- PROMPT 1:
Rewrite the paragraph of the Hohokam passage below that begins "The Hohokam used the waters of the Salt and Gila Rivers" as a short list that keeps its main facts.
- PROMPT 2:
According to the Hohokam passage below, what had replaced pithouses by 1150 CE?
- PROMPT 3:
Continue the Hohokam passage below, starting after its final sentence.

Hohokam irrigation systems supported the largest population in the Southwest by 1300 CE.[12] Archaeologists working at a major archaeological dig in the 1990s in the Tucson Basin, along the Santa Cruz River, identified a culture and people that may have been the ancestors of the Hohokam.[13] This prehistoric group may have occupied southern Arizona as early as 2000 BCE, and in the Early Agricultural Period grew corn, lived year-round in sedentary villages, and developed sophisticated irrigation canals.[12]

The Hohokam used the waters of the Salt and Gila Rivers to build an assortment of simple canals with weirs for agriculture. From 800 to 1400 CE,[14] their irrigation networks rivaled the complexity of those of ancient Near East, Egypt, and China. They were constructed using relatively simple tools and engineering technology, yet achieved drops of a few feet per mile, balancing erosion and siltation.[15] The Hohokam cultivated varieties of cotton, tobacco, maize, beans, and squash, and harvested a vast variety of wild plants. Late in the Hohokam Chronological Sequence, they also used extensive dry-farming systems, mainly to grow agave for food and fiber. Their agricultural strategies were vital in the inhospitable desert, and allowed the aggregation of rural populations into complex urban centers.[16]

Many features of earlier Hohokam domestic architecture, such as rectangular pithouses, were apparently transplanted relatively intact from the Tucson basin during the early Formative Period. Throughout the Hohokam Chronological Sequence, individual homes were usually excavated approximately 40 cm (16 in) below ground level, had plastered or compacted floors of 12 to 35 m2, and had a bowl-shaped, clay-lined hearth near the wall-entry. By 600 CE, a distinct Hohokam architectural tradition emerged that had similarities with Mesoamerica, such as ballcourts that also served as neighborhood gathering and trade spaces. By 1150 CE, pithouses were replaced by above-ground structures in the compound style with central courtyards. By 1200 CE, rectangular platforms mounds were being constructed.[17]

Hohokam burial practices varied over time, but cremation was a defining cultural characteristic of the Hohokam Core. Cremation has been used by archaeologists to suggest cultural interaction through trade or immigration with neighboring communities. An example is the Mogollan, at the Continental site in Tucson.[18] Initially, the main method was flexed inhumation, similar to the southern Mogollon culture neighboring to the east. By the late Formative and Preclassic periods, the Hohokam cremated their dead, very similar to the traditions documented among the historic Patayan culture to the west along the Lower Colorado River. Although the particulars of the practice changed somewhat, cremation remained the main practice in Hohokam until around 1300 CE.

- INFORMATION SUPPLIED:
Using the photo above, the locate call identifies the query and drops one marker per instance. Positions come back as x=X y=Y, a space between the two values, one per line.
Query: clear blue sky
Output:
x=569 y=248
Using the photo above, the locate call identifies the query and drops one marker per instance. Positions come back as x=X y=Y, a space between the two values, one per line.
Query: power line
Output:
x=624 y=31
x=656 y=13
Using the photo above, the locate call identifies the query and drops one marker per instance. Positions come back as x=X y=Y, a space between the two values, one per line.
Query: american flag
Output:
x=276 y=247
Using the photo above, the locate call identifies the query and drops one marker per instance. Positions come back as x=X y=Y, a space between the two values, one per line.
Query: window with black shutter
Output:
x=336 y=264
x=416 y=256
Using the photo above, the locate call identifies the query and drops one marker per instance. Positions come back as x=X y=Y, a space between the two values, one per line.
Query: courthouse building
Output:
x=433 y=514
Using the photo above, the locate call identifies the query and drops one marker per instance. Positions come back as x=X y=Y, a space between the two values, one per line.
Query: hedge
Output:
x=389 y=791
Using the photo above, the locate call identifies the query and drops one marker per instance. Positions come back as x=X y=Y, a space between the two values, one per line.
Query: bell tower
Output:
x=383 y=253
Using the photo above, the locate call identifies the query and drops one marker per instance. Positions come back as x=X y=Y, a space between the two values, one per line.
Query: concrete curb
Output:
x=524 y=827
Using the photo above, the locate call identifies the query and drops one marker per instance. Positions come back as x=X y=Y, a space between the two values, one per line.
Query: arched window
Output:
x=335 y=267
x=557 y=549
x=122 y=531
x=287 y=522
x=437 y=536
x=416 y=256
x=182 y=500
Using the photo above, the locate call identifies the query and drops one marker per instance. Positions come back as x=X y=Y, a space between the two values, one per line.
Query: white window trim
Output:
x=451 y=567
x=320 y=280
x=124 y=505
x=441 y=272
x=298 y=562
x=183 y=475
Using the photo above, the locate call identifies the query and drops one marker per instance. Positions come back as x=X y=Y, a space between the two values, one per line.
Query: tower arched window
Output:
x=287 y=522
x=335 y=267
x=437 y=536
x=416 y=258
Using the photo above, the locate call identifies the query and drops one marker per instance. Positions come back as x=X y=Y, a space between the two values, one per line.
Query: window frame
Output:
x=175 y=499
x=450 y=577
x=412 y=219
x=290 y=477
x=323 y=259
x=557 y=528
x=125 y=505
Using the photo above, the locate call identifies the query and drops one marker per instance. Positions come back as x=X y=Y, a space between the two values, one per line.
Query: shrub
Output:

- ANSWER 1:
- The Hohokam built simple canals with weirs, using water from the Salt and Gila Rivers for farming.
- From 800 to 1400 CE, their irrigation networks rivaled those of the ancient Near East, Egypt, and China in complexity.
- They built the canals with relatively simple tools and engineering technology, yet achieved drops of a few feet per mile that balanced erosion and siltation.
- They grew cotton, tobacco, maize, beans, and squash, and harvested a vast variety of wild plants.
- Late in the Hohokam Chronological Sequence, they used extensive dry-farming systems, mainly to grow agave for food and fiber.
- These strategies were vital in the desert and allowed rural populations to aggregate into complex urban centers.

- ANSWER 2:
Above-ground structures in the compound style with central courtyards.

- ANSWER 3:
History

Hohokam chronological sequence (HCS) is an archaeological construct that divides Hohokam history into phases of significant cultural changes. It uses two main methods of expression: Gladwinian and Cultural Horizon. The latter is an adaptation of the chronological scheme used in Mesoamerica applied to avoid the interpretive bias inherent in the Gladwinian scheme (i.e. Pioneer, Colonial, Sedentary periods).[full citation needed]

The HCS and the methods to establish its calendrical reference are applied only to the Hohokam Core Area, which is the Gila-Salt River basin associated with Phoenix, Arizona, not to regions outside that area, called Hohokam Peripheries. Within these regions, the basic period designations are retained; however, local phases are often used to note significant differences, and, to some extent, represents communities influenced by their Ancestral Puebloan and Mogollon neighbors.[full citation needed]

Pioneer/Formative period (1–750 CE)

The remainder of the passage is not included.